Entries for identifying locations
↓

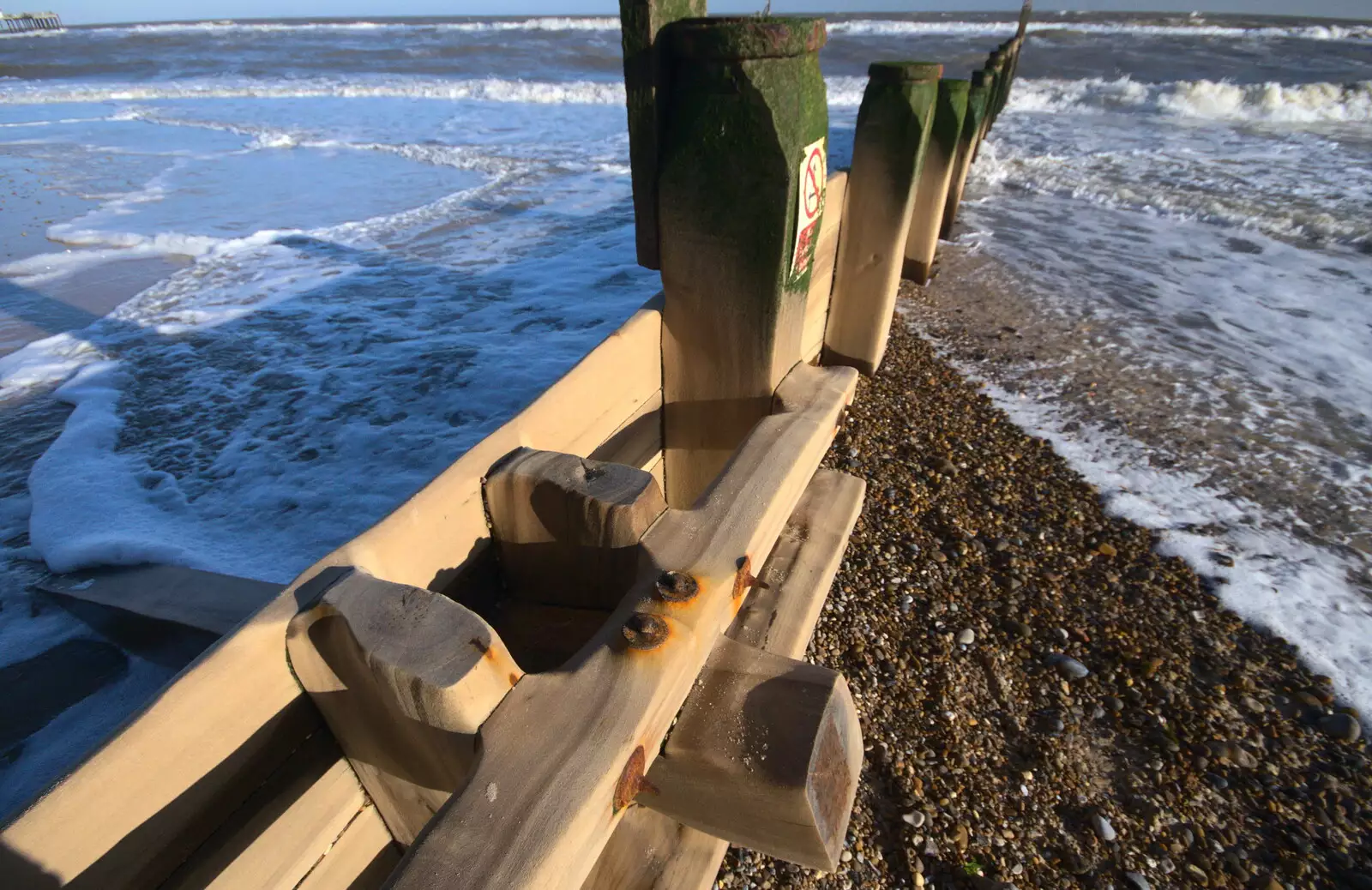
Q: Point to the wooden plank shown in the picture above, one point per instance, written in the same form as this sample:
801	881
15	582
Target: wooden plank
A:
653	852
361	857
649	851
638	442
283	830
781	617
567	528
430	537
405	677
822	274
894	126
766	753
202	599
564	752
233	715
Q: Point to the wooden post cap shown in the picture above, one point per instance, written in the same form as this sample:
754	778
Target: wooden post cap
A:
567	528
905	71
741	206
737	37
766	755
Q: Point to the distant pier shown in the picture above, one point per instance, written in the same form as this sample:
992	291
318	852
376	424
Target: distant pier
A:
18	22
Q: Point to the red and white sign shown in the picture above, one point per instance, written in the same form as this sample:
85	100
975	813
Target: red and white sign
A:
809	208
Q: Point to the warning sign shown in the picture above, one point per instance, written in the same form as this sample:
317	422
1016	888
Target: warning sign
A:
809	208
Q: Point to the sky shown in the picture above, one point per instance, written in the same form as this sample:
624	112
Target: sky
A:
93	11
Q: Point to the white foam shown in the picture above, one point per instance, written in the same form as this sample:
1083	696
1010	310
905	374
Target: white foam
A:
1220	100
542	23
1271	102
1276	581
480	89
896	27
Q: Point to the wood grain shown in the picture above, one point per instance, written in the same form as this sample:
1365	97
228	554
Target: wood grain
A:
766	755
822	274
649	851
567	528
360	859
141	803
404	677
564	746
172	592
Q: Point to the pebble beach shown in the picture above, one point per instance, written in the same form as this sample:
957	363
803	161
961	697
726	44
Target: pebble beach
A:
1049	702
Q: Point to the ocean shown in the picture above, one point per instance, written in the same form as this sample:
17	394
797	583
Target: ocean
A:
260	281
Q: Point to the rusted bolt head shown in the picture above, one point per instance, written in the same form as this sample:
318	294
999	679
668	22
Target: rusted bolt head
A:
645	631
677	587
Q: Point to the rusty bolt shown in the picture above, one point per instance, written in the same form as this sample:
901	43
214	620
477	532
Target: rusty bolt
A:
631	780
645	631
677	587
745	579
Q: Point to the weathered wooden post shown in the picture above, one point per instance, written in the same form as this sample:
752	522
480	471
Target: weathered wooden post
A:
647	68
894	125
972	132
932	192
741	194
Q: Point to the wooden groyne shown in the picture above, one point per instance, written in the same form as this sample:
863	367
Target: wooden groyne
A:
20	22
573	660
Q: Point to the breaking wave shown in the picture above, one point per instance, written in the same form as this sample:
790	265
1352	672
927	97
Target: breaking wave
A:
1221	100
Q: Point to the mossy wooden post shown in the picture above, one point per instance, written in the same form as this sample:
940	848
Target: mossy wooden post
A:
972	132
996	63
935	177
738	173
645	88
894	126
995	75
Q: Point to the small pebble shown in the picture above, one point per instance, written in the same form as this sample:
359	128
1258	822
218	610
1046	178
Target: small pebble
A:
1136	881
1069	668
1342	727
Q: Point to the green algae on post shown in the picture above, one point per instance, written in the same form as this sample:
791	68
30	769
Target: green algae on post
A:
935	177
645	87
894	125
972	132
747	99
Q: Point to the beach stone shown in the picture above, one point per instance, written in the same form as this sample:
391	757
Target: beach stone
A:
1342	727
1069	668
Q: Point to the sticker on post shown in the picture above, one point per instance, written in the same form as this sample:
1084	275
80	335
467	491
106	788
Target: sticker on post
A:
809	207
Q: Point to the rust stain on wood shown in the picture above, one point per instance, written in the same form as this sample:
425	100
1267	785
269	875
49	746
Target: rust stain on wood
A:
631	780
677	587
645	631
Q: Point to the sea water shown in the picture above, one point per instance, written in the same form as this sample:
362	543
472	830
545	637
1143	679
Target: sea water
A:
361	246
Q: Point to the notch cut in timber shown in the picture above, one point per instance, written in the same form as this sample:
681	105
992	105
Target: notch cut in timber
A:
567	530
651	851
539	807
404	677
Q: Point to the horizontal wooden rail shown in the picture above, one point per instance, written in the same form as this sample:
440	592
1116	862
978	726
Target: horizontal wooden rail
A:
564	753
155	791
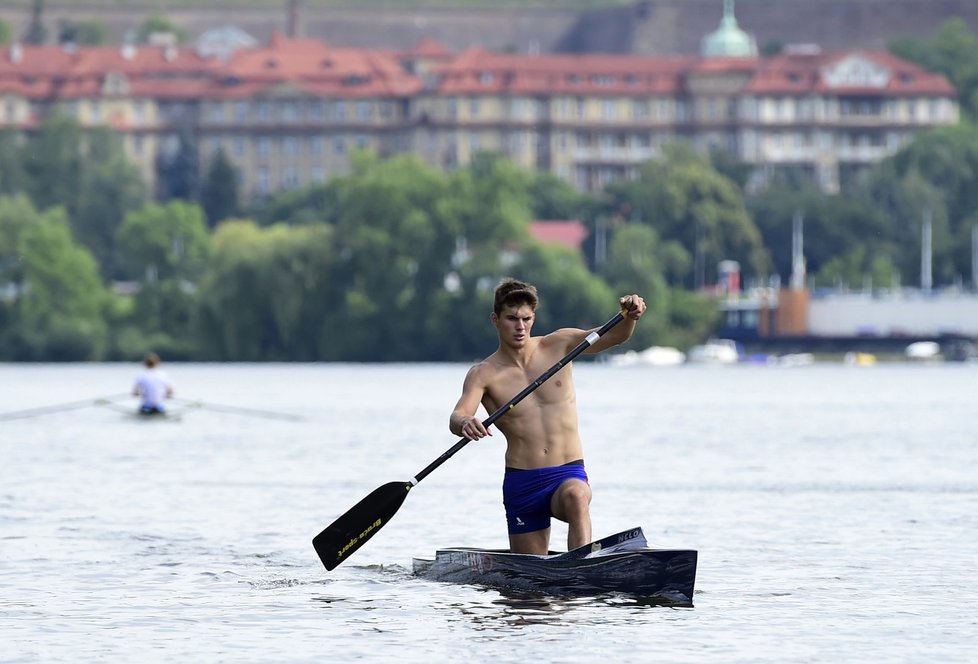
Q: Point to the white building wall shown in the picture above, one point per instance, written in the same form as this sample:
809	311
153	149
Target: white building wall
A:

↑

# [Task to complete]
Copy all of the items above word for word, leaving out the pictures.

# [Solution for this problem]
Q: Point to the wooden plank shown in the picture above, one point per instance, written in the same form as this sample:
801	881
15	582
Target: wooden plank
A:
653	852
361	857
649	851
638	442
283	830
781	617
567	528
430	537
405	677
822	274
894	126
766	753
202	599
564	752
233	715
Q: Point to the wooden post cap shown in the picture above, one point per instance, written in the same form as this sample:
754	778
Target: wooden post cap
A:
567	528
905	71
741	206
737	37
766	755
Q: Point to the distant pier shown in the picture above, one point per instance, written in the same form as this sample:
992	291
318	852
376	424
Target: distant pier
A:
18	22
Q: Point to the red and white sign shown in the picture above, one point per instance, written in the same form as this sample:
85	100
975	813
Target: red and white sign
A:
809	208
Q: Point to the warning sign shown in the picture above, one point per instance, written in the same form as this sample:
317	422
1016	888
Target: warning sign
A:
809	208
Q: Point to the sky shown in the picture above, one point per instance, written in the same form as this sample:
624	112
Target: sky
A:
93	11
Q: Point to the white foam shown in the picture above, one point per instance, written in the same form as this sample:
1083	696
1010	310
905	374
Target: white foam
A:
1220	100
542	23
1271	102
1276	581
480	89
896	27
Q: Point to the wood grain shown in the picture above, one point per instance, written in the same form as this sample:
1365	97
228	554
Target: wood grain
A:
766	755
822	274
649	851
567	528
360	859
141	803
404	677
564	746
172	592
Q: Point to the pebble beach shown in the picture above, one point per instance, written in the same form as this sample:
957	363
803	161
961	697
726	44
Target: pebble beach
A:
1049	702
Q: Point to the ocean shown in the picture above, one point per instance, written in the same form as this sample:
17	394
797	583
Target: ocean
A:
260	281
Q: Point to the rusted bolt head shown in the picture above, one point per instance, written in the same form as this sample:
318	294
999	679
668	22
Target: rusted bolt head
A:
645	631
677	587
Q: Point to the rusty bolt shown in the picture above, one point per instance, written in the same form as this sample:
901	43
214	620
477	532
Target: rusty bolt
A:
631	780
645	631
677	587
745	579
Q: Point to the weathered wooden post shown in the picture above, one point per instance, written in the same form as this sample:
752	522
480	471
Target: weathered wooden post
A:
647	68
894	125
972	132
932	192
741	194
Q: Point to the wooden groyne shown in the picture above, one point per instance, written in the same form as this sample:
863	367
Target: wooden groyne
A:
20	22
573	660
Q: Point to the breaking wave shown in the picture above, one point per instance, written in the same form as this sample:
790	265
1352	672
927	97
Target: breaking wave
A:
1221	100
Q: Point to the mossy wooden post shown in the picture above, one point per instance, written in the same form as this sample:
940	848
Target: mossy wooden post
A:
972	132
996	63
935	177
738	173
645	88
894	126
995	75
Q: Point to the small pebble shown in the picture above, one point per instance, written in the same form as this sample:
359	128
1258	822
218	610
1046	178
Target: small pebble
A:
1136	881
1069	668
1342	727
Q: Point to the green algae on post shown in the picture above, one point per instance, written in the same form as this sample:
791	68
30	769
Target: green algae on post
A:
935	177
645	87
894	125
972	132
747	99
Q: Point to the beach stone shown in the picture above, one point per instance, written in the same form as this sample:
391	757
Target: beach stone
A:
1342	727
1069	668
Q: Point to the sticker on post shown in the picture above, one point per instance, written in the same form as this sample:
1084	275
80	335
467	491
106	788
Target: sticker on post
A:
809	207
Q: Point to the rust stain on wood shown in the picture above, one point per instance, written in the same form as this sample:
425	100
1267	785
269	875
49	746
Target: rust stain on wood
A:
631	780
677	587
645	631
Q: Point to the sea water shown in the picture above, one point per instance, written in the same form as this sample:
362	543
472	830
545	637
1143	679
Target: sea water
A:
361	246
Q: Point to the notch cut in timber shown in the picture above, one point per instance, written in the same form as this sample:
681	105
992	105
Target: notch cut in timber
A:
567	530
651	851
539	807
404	677
Q: Point to the horizontal wooden rail shown in the picture above, one point per instance, written in the same form as this sample:
440	592
1116	862
978	726
Target: horizontal wooden rail
A:
564	753
155	791
Q: Point to the white building wall shown in the picture above, one point per instance, written in the same form as this sample:
809	311
153	149
Target: white building wall
A:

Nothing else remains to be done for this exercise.